**EXCERPT TO READ**
'''
Interim Progress Report

25 April 1996

Contents

  1. The Project
    1. The Objectives
    2. The Progress to Date
    3. The Decisions
    4. The Process
  2. Reflections
    1. On the decisions
    2. On the process
  3. Prospects
  4. Bibliography
  5. Attachments
    1. File ~pfs/codebook.html
      Collecting point and index for working documents
    2. File ~pfs/cb/status.html
      Table providing latest revision information on all working documents.
    3. File ~pfs/cb/bb.html
      Message and announcement archive for reference and historical purposes.
    4. File ~pfs/cb/cb1.dtd
      Slightly obsolete version of standalone CodeBook dtd.
    5. File ~pfs/cb/elements.html
      List of elements declared in the CodeBook dtd, with short description and section number in the dtd.
    6. File ~pfs/cb/descrips.html
      List of code book elements rearranged in order of descriptive caption.
    7. File ~pfs/cb/cb-tei.html
      Documentation of steps taken to integrate standalone CodeBook dtd into TEI as a "base tag set."
    8. File ~pfs/cb/tei/teicb1.dtd
      First attempt (now obsolete) to convert standalone CodeBook dtd to parameterized form required by TEI in its modules.

The Project

The larger project of which the CodeBook DTD is a part is an attempt by the International Consortium for Political and Social Research (ICPSR), a consortium comprising some of the most significant statistical archives and data-producing agencies, to make uniformly searchable and accessible the statistical codebooks issued by the agencies that produce, publish, or archive statistical data sets. Many of the details, and even the general shape, of this larger project and the larger SGML-based system supposed by it, remain invisible to those of us who are engaged with the dtd proper, especially as regards the distribution of responsibility, the nature of the funding, and the possible diversity of implementation among the member institutions of the ICPSR.
'''
**SHORT PROBLEM 1**
Shorten the paragraph of the progress report that begins "The larger project of which the CodeBook DTD is a part," keeping its main facts.
**SHORT PROBLEM 2**
Return the passage of the progress report starting at "4. File ~pfs/cb/cb1.dtd" and ending at "in the dtd.", copied word for word.
**SHORT PROBLEM 3**
Supply the next part of the progress report on the CodeBook DTD, starting after its final sentence.

**Dataset rows**
'''
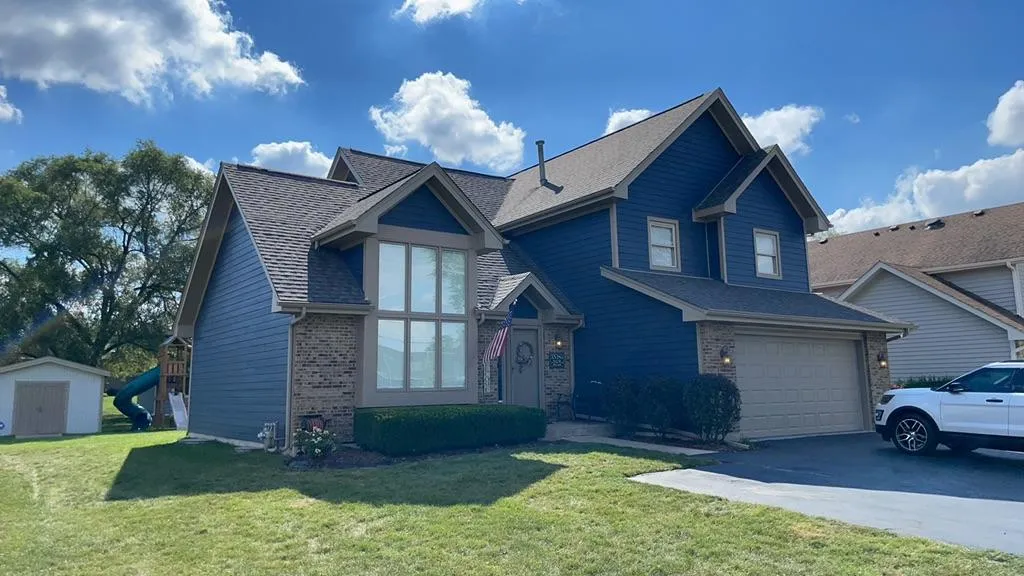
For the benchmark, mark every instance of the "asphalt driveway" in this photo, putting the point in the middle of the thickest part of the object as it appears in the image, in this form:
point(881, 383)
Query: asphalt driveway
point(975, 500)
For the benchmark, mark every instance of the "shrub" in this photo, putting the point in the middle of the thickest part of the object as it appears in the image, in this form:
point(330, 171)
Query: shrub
'''
'''
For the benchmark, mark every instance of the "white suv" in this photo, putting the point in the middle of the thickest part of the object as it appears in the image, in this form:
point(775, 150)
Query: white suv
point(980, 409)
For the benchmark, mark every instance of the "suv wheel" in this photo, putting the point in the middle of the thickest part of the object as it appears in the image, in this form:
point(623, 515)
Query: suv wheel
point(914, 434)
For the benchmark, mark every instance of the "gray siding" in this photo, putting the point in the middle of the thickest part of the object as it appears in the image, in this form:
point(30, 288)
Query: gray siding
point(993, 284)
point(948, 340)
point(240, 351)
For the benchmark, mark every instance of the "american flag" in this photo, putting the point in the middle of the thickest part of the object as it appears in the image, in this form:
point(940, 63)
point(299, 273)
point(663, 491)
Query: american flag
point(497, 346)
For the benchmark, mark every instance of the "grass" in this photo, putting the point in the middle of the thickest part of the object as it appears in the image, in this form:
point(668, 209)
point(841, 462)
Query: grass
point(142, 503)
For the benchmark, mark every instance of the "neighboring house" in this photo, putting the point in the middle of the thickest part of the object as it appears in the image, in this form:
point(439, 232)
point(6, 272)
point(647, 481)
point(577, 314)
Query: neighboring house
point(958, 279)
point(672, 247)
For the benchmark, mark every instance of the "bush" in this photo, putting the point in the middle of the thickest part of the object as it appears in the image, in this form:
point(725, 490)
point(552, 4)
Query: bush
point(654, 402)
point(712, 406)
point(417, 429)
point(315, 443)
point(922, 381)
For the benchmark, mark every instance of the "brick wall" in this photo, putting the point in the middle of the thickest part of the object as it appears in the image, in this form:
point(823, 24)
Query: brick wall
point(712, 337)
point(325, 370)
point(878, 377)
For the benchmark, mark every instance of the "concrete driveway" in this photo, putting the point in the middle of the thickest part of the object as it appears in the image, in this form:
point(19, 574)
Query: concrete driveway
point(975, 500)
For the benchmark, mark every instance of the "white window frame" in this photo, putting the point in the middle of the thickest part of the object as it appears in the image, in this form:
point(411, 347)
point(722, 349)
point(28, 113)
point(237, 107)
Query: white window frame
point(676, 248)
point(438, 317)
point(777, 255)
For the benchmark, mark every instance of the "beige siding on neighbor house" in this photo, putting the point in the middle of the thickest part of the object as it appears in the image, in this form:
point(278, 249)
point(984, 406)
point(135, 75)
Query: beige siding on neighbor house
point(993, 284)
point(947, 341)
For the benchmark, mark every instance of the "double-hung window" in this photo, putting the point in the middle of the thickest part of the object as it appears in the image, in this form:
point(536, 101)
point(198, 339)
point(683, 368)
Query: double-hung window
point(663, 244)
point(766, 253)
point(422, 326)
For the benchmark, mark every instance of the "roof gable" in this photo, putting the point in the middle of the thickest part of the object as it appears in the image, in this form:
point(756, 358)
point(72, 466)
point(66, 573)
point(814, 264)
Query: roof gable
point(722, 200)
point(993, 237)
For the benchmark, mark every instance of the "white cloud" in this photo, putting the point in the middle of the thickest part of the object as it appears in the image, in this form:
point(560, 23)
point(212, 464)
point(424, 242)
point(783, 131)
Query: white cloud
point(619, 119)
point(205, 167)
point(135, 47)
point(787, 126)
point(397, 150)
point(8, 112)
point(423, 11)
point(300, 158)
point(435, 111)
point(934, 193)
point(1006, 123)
'''
'''
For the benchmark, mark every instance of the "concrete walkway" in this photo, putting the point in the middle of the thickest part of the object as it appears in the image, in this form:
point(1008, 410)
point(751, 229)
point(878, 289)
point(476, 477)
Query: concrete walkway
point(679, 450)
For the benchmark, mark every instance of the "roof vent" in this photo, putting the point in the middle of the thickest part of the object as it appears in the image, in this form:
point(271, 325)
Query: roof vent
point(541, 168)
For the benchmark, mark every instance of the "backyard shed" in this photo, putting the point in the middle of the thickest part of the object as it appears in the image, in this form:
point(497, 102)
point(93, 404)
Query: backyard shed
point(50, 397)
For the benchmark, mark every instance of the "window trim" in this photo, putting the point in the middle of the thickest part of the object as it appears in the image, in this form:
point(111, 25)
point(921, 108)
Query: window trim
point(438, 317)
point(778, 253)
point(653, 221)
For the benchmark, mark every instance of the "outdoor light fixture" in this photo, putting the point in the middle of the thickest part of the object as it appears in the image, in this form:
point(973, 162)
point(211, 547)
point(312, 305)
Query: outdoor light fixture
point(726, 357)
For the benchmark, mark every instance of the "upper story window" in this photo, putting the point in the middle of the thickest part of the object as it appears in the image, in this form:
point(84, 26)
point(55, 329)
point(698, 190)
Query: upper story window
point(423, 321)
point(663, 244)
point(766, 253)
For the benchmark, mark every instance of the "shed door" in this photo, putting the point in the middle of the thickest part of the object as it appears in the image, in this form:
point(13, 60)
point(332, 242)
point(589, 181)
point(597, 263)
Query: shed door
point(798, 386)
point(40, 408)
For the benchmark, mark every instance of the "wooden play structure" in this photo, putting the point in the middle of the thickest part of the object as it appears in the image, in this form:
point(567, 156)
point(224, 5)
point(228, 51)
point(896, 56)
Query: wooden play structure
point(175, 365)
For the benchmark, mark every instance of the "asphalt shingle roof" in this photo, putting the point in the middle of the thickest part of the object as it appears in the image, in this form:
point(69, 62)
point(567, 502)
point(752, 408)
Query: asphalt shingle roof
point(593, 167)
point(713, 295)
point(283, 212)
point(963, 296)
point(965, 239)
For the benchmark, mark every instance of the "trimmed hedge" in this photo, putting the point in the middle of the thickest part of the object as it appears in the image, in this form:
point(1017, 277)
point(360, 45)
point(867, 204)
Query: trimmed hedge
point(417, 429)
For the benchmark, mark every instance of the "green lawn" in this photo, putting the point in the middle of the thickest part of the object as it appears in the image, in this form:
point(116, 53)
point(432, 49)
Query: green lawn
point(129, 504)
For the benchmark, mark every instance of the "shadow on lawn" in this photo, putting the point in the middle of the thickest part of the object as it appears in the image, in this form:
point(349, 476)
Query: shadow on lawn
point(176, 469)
'''
**WRITTEN REPLY 1**
The CodeBook DTD belongs to a larger effort by the International Consortium for Political and Social Research (ICPSR), a consortium of major statistical archives and data-producing agencies. The effort aims to make the statistical codebooks issued by agencies that produce, publish, or archive statistical data sets uniformly searchable and accessible. Those working on the DTD itself cannot see much of the larger project or its SGML-based system, especially how responsibility is divided, how it is funded, and how far implementation may differ among ICPSR member institutions.

**WRITTEN REPLY 2**
4. File ~pfs/cb/cb1.dtd
      Slightly obsolete version of standalone CodeBook dtd.
    5. File ~pfs/cb/elements.html
      List of elements declared in the CodeBook dtd, with short description and section number in the dtd.

**WRITTEN REPLY 3**
The more limited responsibilities assigned the dtd group include the development of an SGML Document Type Description suitable for the encoding of data-archive code books or data dictionaries; the creation of all the ancillary files and style sheets required to make the dtd usable; the creation of all the documentation required by taggers, presumptively with little or no knowledge of SGML, in interpreting the dtd while tagging codebooks; and cooperation with programmers in integrating the dtd and its attachments into larger systems. The dtd should be suitable not only for tagging new codebooks but also for retrospective conversion of old ones; it should apply not only to print codebooks but also to digital-only documentation. It should be usable not only by American and Canadian but also by international data archives. And it should not only accommodate the extremely variable structures of existing codebooks, but impose enough constraints to promote increased consistency among future codebooks.

Objectives

The objectives of the group, though modified by experience, have in general comprised the following:

Progress to Date

A good start has been made on these objectives, but only that.

Decisions

Countless small decisions have been made in the course of the project. Among the most important in their influence on the SGML implementation should be numbered the following:

Content-oriented element selection and structure.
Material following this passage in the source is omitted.